• _DATA FOR PROCESSING_:
■ ■ ■ ■ ■
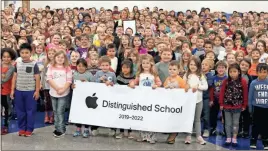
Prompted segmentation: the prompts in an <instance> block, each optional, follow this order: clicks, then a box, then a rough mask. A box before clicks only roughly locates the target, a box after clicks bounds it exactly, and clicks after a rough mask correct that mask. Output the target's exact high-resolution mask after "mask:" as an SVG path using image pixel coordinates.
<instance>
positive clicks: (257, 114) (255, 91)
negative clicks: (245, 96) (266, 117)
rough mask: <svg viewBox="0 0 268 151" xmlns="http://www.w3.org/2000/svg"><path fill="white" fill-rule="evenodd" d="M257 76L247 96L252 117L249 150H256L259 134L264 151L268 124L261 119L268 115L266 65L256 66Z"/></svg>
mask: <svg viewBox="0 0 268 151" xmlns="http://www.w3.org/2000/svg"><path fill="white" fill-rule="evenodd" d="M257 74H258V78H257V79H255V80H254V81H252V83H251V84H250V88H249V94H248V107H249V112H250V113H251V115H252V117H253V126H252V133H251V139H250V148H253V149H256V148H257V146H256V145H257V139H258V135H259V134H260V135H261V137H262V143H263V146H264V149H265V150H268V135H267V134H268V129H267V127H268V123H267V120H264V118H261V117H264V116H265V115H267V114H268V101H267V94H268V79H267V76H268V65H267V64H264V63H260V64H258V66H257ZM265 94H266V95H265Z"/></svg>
■ ■ ■ ■ ■
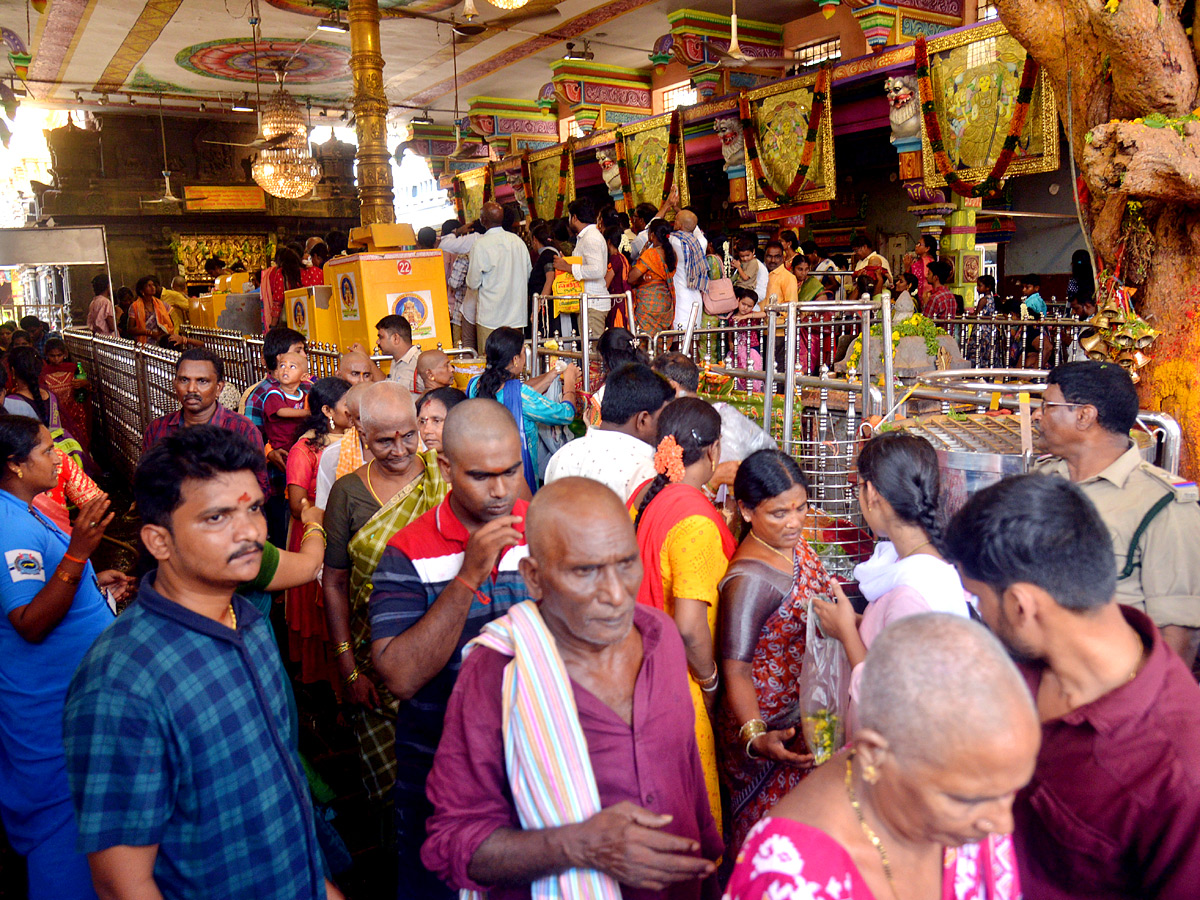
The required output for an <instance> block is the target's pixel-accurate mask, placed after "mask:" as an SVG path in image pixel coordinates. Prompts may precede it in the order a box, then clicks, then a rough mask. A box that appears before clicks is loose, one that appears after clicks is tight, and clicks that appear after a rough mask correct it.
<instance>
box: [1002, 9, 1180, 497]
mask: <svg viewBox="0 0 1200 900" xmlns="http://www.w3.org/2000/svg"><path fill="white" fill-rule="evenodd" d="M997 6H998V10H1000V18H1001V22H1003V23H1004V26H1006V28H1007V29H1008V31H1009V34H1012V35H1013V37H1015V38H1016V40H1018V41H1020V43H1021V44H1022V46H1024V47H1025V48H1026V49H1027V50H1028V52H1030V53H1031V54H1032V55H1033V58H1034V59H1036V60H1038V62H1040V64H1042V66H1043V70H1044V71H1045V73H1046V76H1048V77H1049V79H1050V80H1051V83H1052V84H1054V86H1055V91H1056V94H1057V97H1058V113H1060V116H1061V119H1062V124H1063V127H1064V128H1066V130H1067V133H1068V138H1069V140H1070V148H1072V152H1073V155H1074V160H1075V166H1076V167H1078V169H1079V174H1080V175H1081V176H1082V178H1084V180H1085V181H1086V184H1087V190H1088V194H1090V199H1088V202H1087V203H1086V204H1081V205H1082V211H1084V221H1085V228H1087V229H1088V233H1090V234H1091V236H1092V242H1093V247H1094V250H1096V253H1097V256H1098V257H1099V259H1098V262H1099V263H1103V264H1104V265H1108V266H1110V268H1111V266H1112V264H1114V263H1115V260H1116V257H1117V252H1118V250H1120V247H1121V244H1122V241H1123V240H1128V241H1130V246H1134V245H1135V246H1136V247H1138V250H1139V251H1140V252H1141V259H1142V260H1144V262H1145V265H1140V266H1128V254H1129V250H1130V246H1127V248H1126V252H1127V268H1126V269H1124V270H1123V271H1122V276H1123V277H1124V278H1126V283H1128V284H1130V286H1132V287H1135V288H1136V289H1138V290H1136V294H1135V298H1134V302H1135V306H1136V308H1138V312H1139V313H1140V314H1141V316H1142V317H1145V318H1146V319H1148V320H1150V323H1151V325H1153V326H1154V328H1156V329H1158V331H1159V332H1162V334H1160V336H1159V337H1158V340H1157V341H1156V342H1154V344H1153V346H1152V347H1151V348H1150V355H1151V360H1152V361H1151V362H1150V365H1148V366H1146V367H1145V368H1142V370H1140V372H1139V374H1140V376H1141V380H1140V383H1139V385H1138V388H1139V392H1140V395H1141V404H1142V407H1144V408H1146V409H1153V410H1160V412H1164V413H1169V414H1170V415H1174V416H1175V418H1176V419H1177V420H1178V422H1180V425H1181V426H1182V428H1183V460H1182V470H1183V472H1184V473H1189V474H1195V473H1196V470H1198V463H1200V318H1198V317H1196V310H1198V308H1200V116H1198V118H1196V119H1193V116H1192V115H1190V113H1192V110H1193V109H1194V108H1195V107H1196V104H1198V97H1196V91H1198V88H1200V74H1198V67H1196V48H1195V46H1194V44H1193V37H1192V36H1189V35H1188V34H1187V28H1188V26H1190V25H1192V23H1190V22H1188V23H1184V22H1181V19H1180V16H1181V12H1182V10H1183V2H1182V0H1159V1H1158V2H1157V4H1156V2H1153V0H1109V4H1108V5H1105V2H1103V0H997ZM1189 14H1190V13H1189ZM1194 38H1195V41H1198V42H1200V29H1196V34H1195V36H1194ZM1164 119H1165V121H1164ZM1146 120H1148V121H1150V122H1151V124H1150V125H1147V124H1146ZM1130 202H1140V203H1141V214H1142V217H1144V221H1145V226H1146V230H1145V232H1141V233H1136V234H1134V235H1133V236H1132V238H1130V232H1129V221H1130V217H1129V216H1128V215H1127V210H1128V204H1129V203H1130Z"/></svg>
■ ■ ■ ■ ■
• _TASK STATEMENT_:
Once the line with "Prompted segmentation: the" is found in the records above, print exactly that line and every line after it through the line with "negative clicks: (245, 96) (266, 117)".

• _RESULT FOR THIS TASK_:
Prompted segmentation: the prompts in an <instance> block, each optional, follow this order: clicks, then a box, then a rough mask. A box before clicks only roughly locates the target, a box after clicks bounds it exactly, and clicks after a rough mask correct that mask. Output the target's exact high-resolution mask after "mask:" as an SVG path using image pixel coordinates.
<instance>
positive clicks: (257, 114) (255, 91)
negative clicks: (245, 96) (266, 117)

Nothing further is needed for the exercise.